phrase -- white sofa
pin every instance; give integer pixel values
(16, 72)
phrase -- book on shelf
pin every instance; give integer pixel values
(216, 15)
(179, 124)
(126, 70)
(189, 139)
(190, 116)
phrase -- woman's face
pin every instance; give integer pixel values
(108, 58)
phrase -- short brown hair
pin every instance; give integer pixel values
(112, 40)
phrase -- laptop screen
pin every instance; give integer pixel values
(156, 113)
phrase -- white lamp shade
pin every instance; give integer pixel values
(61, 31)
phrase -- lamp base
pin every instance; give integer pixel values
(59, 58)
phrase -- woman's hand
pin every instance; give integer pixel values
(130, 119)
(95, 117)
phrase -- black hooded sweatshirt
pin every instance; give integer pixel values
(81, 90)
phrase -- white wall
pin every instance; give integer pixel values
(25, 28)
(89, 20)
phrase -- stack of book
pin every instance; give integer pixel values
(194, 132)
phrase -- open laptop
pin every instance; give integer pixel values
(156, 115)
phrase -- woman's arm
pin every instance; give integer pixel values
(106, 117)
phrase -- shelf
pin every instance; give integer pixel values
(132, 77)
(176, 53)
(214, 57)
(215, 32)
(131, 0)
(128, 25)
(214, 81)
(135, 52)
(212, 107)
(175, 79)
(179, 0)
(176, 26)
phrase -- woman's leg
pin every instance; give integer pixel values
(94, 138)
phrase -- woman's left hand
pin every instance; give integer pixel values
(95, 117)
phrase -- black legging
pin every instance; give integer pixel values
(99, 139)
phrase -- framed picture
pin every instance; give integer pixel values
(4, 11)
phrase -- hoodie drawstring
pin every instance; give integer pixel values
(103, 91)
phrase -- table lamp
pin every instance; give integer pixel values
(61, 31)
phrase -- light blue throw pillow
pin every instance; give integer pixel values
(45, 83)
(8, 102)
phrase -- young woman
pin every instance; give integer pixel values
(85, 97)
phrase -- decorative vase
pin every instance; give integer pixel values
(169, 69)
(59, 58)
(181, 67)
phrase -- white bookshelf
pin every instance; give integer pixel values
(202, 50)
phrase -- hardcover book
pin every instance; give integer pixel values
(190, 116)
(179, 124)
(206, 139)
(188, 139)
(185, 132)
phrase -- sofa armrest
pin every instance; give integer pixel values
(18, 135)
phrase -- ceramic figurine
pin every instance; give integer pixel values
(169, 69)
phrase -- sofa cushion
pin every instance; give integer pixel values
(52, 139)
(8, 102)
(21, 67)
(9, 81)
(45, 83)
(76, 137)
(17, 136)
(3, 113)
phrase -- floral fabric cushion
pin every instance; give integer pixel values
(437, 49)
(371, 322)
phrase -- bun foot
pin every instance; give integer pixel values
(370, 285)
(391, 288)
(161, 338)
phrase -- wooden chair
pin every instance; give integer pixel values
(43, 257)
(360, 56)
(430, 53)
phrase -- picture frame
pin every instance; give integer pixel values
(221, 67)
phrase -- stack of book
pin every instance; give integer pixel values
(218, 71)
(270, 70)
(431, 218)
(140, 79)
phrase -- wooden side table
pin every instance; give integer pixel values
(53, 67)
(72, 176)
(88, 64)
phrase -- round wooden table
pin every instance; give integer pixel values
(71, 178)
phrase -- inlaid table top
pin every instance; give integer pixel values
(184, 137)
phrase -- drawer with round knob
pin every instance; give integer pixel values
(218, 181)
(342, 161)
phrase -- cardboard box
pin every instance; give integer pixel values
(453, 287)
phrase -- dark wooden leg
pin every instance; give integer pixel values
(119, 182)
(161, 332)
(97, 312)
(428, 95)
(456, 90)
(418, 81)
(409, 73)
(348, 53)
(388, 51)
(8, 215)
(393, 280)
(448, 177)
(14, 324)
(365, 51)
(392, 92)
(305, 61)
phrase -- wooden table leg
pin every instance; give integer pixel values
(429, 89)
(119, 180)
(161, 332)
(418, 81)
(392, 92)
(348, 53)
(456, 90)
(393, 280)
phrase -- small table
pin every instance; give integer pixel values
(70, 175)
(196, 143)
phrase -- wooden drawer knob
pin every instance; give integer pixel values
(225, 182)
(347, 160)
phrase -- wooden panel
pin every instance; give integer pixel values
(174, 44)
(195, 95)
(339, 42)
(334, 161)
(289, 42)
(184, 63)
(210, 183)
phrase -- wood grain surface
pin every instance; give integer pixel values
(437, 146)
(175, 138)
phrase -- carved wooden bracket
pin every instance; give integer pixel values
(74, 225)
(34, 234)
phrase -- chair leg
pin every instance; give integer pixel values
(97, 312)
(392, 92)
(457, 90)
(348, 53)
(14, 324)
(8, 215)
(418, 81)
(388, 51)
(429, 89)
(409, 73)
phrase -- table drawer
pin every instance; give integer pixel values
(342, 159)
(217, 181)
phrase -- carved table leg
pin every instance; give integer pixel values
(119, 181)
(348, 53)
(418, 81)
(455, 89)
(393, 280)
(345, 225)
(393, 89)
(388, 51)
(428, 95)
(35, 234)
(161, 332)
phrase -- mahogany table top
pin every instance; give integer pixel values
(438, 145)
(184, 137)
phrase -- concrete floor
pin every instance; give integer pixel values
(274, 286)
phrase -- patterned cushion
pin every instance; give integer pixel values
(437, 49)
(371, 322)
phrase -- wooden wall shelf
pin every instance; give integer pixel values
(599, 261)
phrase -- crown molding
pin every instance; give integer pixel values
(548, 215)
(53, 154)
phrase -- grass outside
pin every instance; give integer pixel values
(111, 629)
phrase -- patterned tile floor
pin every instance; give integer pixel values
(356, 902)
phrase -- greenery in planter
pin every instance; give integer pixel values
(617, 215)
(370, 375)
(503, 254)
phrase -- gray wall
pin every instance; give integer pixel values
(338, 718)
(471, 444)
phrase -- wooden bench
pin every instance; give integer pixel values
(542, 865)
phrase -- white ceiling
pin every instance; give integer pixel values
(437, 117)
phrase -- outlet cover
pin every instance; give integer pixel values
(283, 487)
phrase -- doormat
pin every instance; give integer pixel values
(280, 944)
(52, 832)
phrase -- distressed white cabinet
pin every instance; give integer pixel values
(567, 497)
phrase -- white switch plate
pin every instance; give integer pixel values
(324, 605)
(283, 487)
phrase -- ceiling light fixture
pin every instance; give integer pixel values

------------------------------------------------

## What to work on
Rewrite every line of the listing above as a numbered list, omitting any blank lines.

## Solution to this task
1. phrase -- white sofa
2. pin every instance; give integer pixel values
3. (16, 72)
4. phrase -- book on shelf
5. pin every instance; give integer pixel values
6. (216, 15)
7. (179, 124)
8. (126, 70)
9. (189, 139)
10. (190, 116)
11. phrase -- woman's face
12. pin every instance; give integer pixel values
13. (108, 58)
14. phrase -- short brown hair
15. pin every instance; give integer pixel values
16. (112, 40)
17. phrase -- laptop screen
18. pin every instance; give integer pixel values
19. (156, 113)
20. phrase -- white lamp shade
21. pin every instance; give integer pixel values
22. (61, 31)
23. phrase -- lamp base
24. pin every instance; give integer pixel values
25. (59, 58)
26. phrase -- woman's hand
27. pin every instance; give integer pixel values
28. (130, 119)
29. (95, 117)
30. phrase -- black hooded sweatshirt
31. pin every instance; give integer pixel values
32. (81, 90)
33. phrase -- white wall
34. pin every instance; give integer pixel values
35. (25, 28)
36. (89, 20)
37. phrase -- stack of book
38. pin every instance; give integer pixel values
39. (194, 132)
40. phrase -- open laptop
41. pin every instance; give integer pixel values
42. (156, 115)
43. phrase -- woman's arm
44. pin every instance; give integer pixel values
45. (106, 117)
46. phrase -- shelf
47. pin every instance; give integer pixel values
48. (132, 77)
49. (176, 53)
50. (214, 57)
51. (215, 32)
52. (131, 0)
53. (128, 25)
54. (214, 81)
55. (135, 52)
56. (212, 107)
57. (175, 79)
58. (179, 0)
59. (176, 26)
60. phrase -- woman's leg
61. pin every instance; give integer pixel values
62. (94, 138)
63. phrase -- woman's left hand
64. pin every instance; give integer pixel values
65. (95, 117)
66. phrase -- black legging
67. pin every instance; give integer pixel values
68. (99, 139)
69. phrase -- framed picture
70. pin every instance; give integer pixel values
71. (4, 11)
72. phrase -- hoodie drawstring
73. pin every instance; give integer pixel values
74. (103, 91)
75. phrase -- table lamp
76. pin every instance; give integer pixel values
77. (61, 31)
78. phrase -- light blue throw pillow
79. pin every instance; give integer pixel values
80. (45, 83)
81. (8, 102)
82. phrase -- young woman
83. pin every instance; give integer pixel values
84. (85, 97)
85. phrase -- decorative vase
86. pin every instance; give integer pixel values
87. (169, 69)
88. (59, 58)
89. (181, 67)
90. phrase -- white bookshelf
91. pin every instance; give integer pixel values
92. (202, 50)
93. phrase -- hardcover book
94. pin every instance; give integer pixel values
95. (190, 116)
96. (179, 124)
97. (206, 139)
98. (188, 139)
99. (185, 132)
100. phrase -- sofa armrest
101. pin every instance; give integer pixel values
102. (18, 135)
103. phrase -- ceramic figurine
104. pin every instance; give integer pixel values
105. (169, 69)
106. phrase -- sofa cushion
107. pin every instance; give integer pixel values
108. (52, 139)
109. (8, 102)
110. (21, 67)
111. (9, 81)
112. (45, 83)
113. (76, 137)
114. (17, 136)
115. (3, 113)
116. phrase -- floral fabric cushion
117. pin every instance; give integer pixel values
118. (437, 49)
119. (371, 322)
120. phrase -- bun foot
121. pin every instance; give integer pixel values
122. (370, 285)
123. (391, 288)
124. (161, 338)
125. phrase -- wooden chair
126. pin every instance; give integer pixel values
127. (43, 257)
128. (360, 56)
129. (430, 53)
130. phrase -- picture frame
131. pin every instance; give integer pixel values
132. (221, 67)
133. phrase -- stack of book
134. pin every instance; give integer pixel values
135. (218, 71)
136. (270, 70)
137. (431, 218)
138. (140, 79)
139. phrase -- wooden side table
140. pin every instance; give integer pixel values
141. (53, 67)
142. (72, 176)
143. (88, 64)
144. phrase -- round wooden table
145. pin every instance; give integer pixel values
146. (71, 178)
147. phrase -- inlaid table top
148. pin every instance; give integer pixel values
149. (184, 137)
150. phrase -- drawer with round knob
151. pin every instance; give integer pixel values
152. (218, 181)
153. (342, 161)
154. phrase -- cardboard box
155. pin every instance; give integer pixel values
156. (453, 287)
157. phrase -- dark wooden leg
158. pin every instance; give integer pixel values
159. (119, 182)
160. (161, 332)
161. (97, 312)
162. (428, 95)
163. (456, 90)
164. (418, 81)
165. (409, 73)
166. (348, 53)
167. (388, 51)
168. (8, 215)
169. (393, 280)
170. (448, 177)
171. (14, 324)
172. (365, 51)
173. (392, 92)
174. (305, 61)
175. phrase -- wooden table leg
176. pin every instance; give integer pixel values
177. (429, 89)
178. (119, 180)
179. (161, 332)
180. (418, 81)
181. (392, 92)
182. (348, 53)
183. (456, 90)
184. (393, 280)
185. phrase -- small table
186. pin every instance; give integer pixel values
187. (70, 175)
188. (196, 143)
189. phrase -- wooden drawer knob
190. pin every instance; give integer pixel values
191. (225, 182)
192. (347, 160)
193. phrase -- wooden panel
194. pin every instance; give integer pixel values
195. (174, 44)
196. (195, 95)
197. (339, 42)
198. (334, 161)
199. (289, 42)
200. (184, 63)
201. (210, 183)
202. phrase -- wood grain surface
203. pin every instance; give integer pixel values
204. (437, 146)
205. (175, 138)
206. phrase -- carved wooden bracket
207. pin every instance; give integer pixel values
208. (74, 225)
209. (34, 234)
210. phrase -- chair leg
211. pin every instance; give integer pixel values
212. (97, 312)
213. (392, 92)
214. (457, 90)
215. (348, 53)
216. (14, 324)
217. (8, 215)
218. (418, 81)
219. (388, 51)
220. (429, 89)
221. (409, 73)
222. phrase -- table drawer
223. pin every instance; give integer pixel values
224. (342, 159)
225. (217, 181)
226. phrase -- carved table leg
227. pin every instance; give integer pixel values
228. (119, 181)
229. (348, 53)
230. (418, 81)
231. (455, 89)
232. (393, 280)
233. (345, 225)
234. (393, 89)
235. (388, 51)
236. (428, 95)
237. (35, 234)
238. (161, 332)
239. phrase -- mahogany table top
240. pin every instance; give integer pixel values
241. (438, 145)
242. (184, 137)
243. phrase -- concrete floor
244. pin every instance; give integer pixel values
245. (274, 286)
246. phrase -- patterned cushion
247. pin every instance; give integer pixel values
248. (437, 49)
249. (371, 322)
250. phrase -- wooden wall shelf
251. pin every instance; give integer pixel values
252. (599, 261)
253. phrase -- crown molding
254. pin every instance; give integer pixel values
255. (548, 215)
256. (53, 154)
257. phrase -- grass outside
258. pin every instance; give integer pixel values
259. (111, 629)
260. phrase -- patterned tile floor
261. pin every instance; give integer pixel values
262. (356, 902)
263. phrase -- greenery in planter
264. pin every instance; give integer pixel values
265. (617, 215)
266. (370, 375)
267. (503, 254)
268. phrase -- gray wall
269. pin every instance; give integer pixel values
270. (338, 718)
271. (471, 444)
272. phrase -- wooden bench
273. pin every instance; give integer pixel values
274. (542, 865)
275. phrase -- white ceiling
276. pin every instance; give integer pixel values
277. (437, 117)
278. phrase -- outlet cover
279. pin every instance; give integer pixel values
280. (283, 487)
281. phrase -- doormat
282. pin every instance; give integer pixel values
283. (280, 944)
284. (52, 832)
285. phrase -- distressed white cabinet
286. pin every instance; give integer pixel values
287. (567, 497)
288. phrase -- white switch plate
289. pin every instance; give integer pixel values
290. (324, 605)
291. (283, 487)
292. phrase -- ceiling light fixture
293. pin every instance; give integer pixel values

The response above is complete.